* Region pointing data:
[Start of Attachment]

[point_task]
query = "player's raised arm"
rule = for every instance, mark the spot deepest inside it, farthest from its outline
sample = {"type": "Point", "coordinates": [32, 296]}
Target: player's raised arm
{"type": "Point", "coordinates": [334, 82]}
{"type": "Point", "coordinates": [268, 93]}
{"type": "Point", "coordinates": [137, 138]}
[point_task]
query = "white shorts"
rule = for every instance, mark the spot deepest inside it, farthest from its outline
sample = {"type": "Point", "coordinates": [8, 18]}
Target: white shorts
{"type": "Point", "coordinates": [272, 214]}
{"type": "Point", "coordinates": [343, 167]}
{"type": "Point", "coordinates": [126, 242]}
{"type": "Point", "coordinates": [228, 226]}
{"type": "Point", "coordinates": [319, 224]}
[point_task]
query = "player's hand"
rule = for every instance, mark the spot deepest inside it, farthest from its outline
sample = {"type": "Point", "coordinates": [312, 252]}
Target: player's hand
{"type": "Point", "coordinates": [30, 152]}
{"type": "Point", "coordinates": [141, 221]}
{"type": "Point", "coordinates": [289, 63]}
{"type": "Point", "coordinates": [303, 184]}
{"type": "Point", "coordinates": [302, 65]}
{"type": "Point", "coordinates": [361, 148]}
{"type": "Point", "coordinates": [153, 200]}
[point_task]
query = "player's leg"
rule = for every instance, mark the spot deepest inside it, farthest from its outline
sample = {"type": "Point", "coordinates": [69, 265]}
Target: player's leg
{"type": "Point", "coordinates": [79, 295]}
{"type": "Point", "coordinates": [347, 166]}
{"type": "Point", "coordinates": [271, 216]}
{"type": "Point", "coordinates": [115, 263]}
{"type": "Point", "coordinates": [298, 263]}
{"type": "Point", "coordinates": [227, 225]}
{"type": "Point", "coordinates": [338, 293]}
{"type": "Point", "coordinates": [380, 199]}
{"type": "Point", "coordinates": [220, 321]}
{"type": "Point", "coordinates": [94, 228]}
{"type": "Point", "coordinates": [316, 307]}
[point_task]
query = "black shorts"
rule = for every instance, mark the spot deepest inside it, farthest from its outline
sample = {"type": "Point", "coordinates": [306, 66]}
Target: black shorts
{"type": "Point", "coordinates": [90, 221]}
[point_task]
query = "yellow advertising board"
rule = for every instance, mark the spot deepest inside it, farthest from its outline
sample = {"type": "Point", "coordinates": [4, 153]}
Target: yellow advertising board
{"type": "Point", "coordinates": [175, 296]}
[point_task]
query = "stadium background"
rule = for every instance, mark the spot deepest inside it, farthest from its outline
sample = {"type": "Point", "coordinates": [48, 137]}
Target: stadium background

[End of Attachment]

With both ends included, please retype exactly the lines from the line containing "Target: yellow advertising board" to the final line of the data.

Target: yellow advertising board
{"type": "Point", "coordinates": [175, 296]}
[point_task]
query = "stadium background"
rule = for every instance, mark the spot deepest inside it, farthest from its outline
sample = {"type": "Point", "coordinates": [48, 137]}
Target: stadium background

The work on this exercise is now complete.